▶ EXERCISE OBJECTIVE
In the listing below, locate the line containing "of the dark"; reproduce that line and all lines that follow it, unchanged.

Start

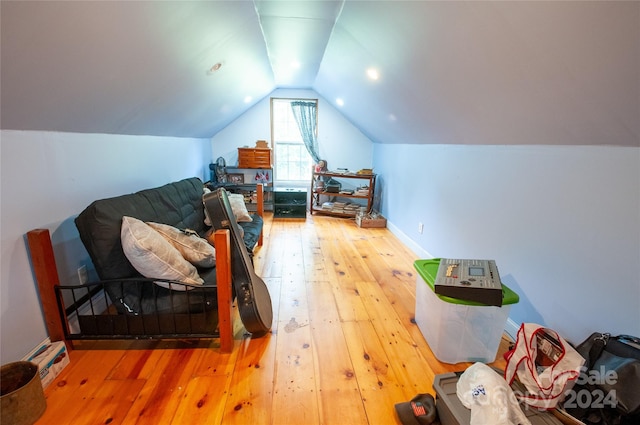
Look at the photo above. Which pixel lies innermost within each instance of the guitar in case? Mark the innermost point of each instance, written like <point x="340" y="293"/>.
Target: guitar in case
<point x="254" y="301"/>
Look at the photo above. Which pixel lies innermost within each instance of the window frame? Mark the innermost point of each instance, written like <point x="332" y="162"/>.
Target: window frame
<point x="278" y="181"/>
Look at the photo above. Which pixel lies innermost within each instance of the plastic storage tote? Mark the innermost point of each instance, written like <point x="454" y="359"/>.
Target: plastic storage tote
<point x="458" y="330"/>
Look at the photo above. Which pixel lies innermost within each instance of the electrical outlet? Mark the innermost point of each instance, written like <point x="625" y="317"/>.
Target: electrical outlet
<point x="83" y="276"/>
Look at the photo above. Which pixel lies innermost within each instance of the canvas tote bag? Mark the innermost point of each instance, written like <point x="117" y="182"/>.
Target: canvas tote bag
<point x="544" y="363"/>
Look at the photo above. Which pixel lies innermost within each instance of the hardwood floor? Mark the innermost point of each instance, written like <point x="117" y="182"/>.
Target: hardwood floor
<point x="344" y="347"/>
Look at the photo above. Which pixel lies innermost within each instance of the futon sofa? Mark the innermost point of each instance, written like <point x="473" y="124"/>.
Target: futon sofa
<point x="155" y="305"/>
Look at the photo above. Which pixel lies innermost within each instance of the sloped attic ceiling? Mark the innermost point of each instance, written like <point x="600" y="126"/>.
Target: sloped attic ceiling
<point x="449" y="72"/>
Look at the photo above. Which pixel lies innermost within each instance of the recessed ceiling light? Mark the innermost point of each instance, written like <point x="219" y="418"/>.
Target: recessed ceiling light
<point x="215" y="68"/>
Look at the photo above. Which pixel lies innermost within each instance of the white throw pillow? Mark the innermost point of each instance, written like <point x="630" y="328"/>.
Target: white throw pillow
<point x="153" y="256"/>
<point x="236" y="200"/>
<point x="193" y="248"/>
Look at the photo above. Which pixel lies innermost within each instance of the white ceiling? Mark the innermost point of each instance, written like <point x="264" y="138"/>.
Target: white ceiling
<point x="450" y="71"/>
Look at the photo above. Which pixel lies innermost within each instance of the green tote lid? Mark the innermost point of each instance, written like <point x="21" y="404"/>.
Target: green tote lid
<point x="428" y="269"/>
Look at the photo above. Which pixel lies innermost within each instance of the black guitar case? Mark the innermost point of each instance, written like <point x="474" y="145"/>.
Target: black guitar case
<point x="254" y="301"/>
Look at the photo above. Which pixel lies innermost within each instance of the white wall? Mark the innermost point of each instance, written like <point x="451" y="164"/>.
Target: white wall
<point x="340" y="143"/>
<point x="47" y="179"/>
<point x="562" y="223"/>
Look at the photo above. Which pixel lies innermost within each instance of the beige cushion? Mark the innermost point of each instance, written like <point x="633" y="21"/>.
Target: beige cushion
<point x="236" y="200"/>
<point x="153" y="256"/>
<point x="193" y="248"/>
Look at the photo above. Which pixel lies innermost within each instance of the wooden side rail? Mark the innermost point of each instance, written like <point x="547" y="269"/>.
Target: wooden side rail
<point x="222" y="242"/>
<point x="46" y="274"/>
<point x="260" y="207"/>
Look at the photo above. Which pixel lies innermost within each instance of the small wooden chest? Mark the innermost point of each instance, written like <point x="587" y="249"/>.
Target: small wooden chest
<point x="254" y="158"/>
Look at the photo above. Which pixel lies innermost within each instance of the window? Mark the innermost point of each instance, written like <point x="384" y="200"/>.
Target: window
<point x="292" y="160"/>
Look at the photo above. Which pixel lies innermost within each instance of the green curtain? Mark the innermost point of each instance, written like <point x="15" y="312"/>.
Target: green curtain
<point x="305" y="115"/>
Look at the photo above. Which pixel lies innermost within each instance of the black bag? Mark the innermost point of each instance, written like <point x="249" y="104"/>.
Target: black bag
<point x="608" y="392"/>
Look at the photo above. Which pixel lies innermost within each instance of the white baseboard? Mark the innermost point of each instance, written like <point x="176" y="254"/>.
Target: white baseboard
<point x="417" y="249"/>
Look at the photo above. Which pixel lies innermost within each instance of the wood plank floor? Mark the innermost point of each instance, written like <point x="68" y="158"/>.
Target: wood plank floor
<point x="344" y="347"/>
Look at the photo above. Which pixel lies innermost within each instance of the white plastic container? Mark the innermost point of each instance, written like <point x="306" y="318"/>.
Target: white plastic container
<point x="458" y="330"/>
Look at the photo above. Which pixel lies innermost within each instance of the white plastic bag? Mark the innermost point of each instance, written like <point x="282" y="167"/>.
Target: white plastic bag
<point x="544" y="363"/>
<point x="490" y="399"/>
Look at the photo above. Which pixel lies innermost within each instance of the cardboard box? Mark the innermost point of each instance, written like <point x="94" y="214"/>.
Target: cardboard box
<point x="50" y="358"/>
<point x="368" y="222"/>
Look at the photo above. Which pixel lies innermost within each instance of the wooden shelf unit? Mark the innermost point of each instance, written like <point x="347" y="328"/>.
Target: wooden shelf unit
<point x="249" y="186"/>
<point x="317" y="193"/>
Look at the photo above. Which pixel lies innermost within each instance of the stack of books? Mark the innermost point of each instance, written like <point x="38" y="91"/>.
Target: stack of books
<point x="341" y="207"/>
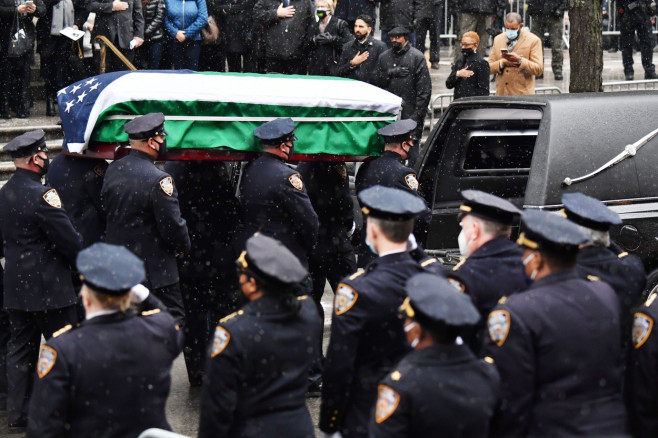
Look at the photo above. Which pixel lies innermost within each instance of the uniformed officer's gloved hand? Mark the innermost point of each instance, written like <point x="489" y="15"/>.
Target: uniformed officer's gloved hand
<point x="324" y="38"/>
<point x="399" y="72"/>
<point x="139" y="294"/>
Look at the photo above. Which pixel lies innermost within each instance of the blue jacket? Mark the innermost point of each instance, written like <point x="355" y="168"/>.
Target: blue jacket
<point x="188" y="15"/>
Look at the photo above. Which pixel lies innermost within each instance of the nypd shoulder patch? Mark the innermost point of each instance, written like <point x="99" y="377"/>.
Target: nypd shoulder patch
<point x="220" y="340"/>
<point x="296" y="181"/>
<point x="52" y="198"/>
<point x="387" y="402"/>
<point x="46" y="362"/>
<point x="499" y="324"/>
<point x="642" y="326"/>
<point x="167" y="185"/>
<point x="411" y="181"/>
<point x="345" y="299"/>
<point x="457" y="284"/>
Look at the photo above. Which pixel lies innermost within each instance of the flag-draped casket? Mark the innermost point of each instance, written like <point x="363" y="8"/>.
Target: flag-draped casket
<point x="218" y="112"/>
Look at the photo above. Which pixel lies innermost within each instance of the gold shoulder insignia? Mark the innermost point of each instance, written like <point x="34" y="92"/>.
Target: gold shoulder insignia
<point x="232" y="315"/>
<point x="642" y="326"/>
<point x="63" y="330"/>
<point x="357" y="273"/>
<point x="499" y="323"/>
<point x="428" y="262"/>
<point x="296" y="181"/>
<point x="220" y="340"/>
<point x="387" y="402"/>
<point x="345" y="298"/>
<point x="46" y="362"/>
<point x="411" y="181"/>
<point x="459" y="265"/>
<point x="52" y="198"/>
<point x="458" y="285"/>
<point x="167" y="185"/>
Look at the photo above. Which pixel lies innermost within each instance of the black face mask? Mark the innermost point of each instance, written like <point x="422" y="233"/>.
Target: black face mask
<point x="467" y="52"/>
<point x="44" y="168"/>
<point x="163" y="147"/>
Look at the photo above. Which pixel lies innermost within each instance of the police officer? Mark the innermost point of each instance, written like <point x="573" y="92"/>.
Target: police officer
<point x="366" y="335"/>
<point x="273" y="196"/>
<point x="389" y="171"/>
<point x="635" y="17"/>
<point x="141" y="203"/>
<point x="110" y="376"/>
<point x="556" y="344"/>
<point x="257" y="374"/>
<point x="207" y="272"/>
<point x="619" y="270"/>
<point x="641" y="378"/>
<point x="440" y="387"/>
<point x="492" y="267"/>
<point x="40" y="245"/>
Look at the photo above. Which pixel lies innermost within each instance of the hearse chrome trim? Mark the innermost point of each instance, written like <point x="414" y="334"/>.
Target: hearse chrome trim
<point x="629" y="151"/>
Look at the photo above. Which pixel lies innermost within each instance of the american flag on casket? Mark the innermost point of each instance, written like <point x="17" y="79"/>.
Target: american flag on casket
<point x="220" y="110"/>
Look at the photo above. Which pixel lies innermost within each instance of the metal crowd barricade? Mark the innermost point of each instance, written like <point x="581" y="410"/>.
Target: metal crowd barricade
<point x="444" y="100"/>
<point x="647" y="84"/>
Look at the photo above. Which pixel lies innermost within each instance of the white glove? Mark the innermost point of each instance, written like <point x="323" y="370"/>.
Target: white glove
<point x="139" y="294"/>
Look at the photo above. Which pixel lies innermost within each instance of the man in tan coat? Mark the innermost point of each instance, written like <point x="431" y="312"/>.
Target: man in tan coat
<point x="516" y="57"/>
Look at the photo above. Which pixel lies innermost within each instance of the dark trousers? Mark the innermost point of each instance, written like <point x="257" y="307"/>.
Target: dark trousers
<point x="297" y="66"/>
<point x="433" y="25"/>
<point x="206" y="301"/>
<point x="631" y="22"/>
<point x="186" y="54"/>
<point x="26" y="329"/>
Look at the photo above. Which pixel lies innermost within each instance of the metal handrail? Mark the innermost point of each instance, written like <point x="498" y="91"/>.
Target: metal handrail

End

▶ RESULT OF THE TASK
Look at the photo above. Which pixel lies innermost within each instance of the dark trousers? Mark the innermost point of each instance, written like <point x="257" y="307"/>.
Target: dark trousers
<point x="297" y="66"/>
<point x="433" y="25"/>
<point x="206" y="301"/>
<point x="631" y="22"/>
<point x="186" y="54"/>
<point x="26" y="329"/>
Look at the photo above. Which pixel lies innermost within each instance of the metal handrail? Mark the innermost point of each instance, written like <point x="498" y="91"/>.
Target: metal handrail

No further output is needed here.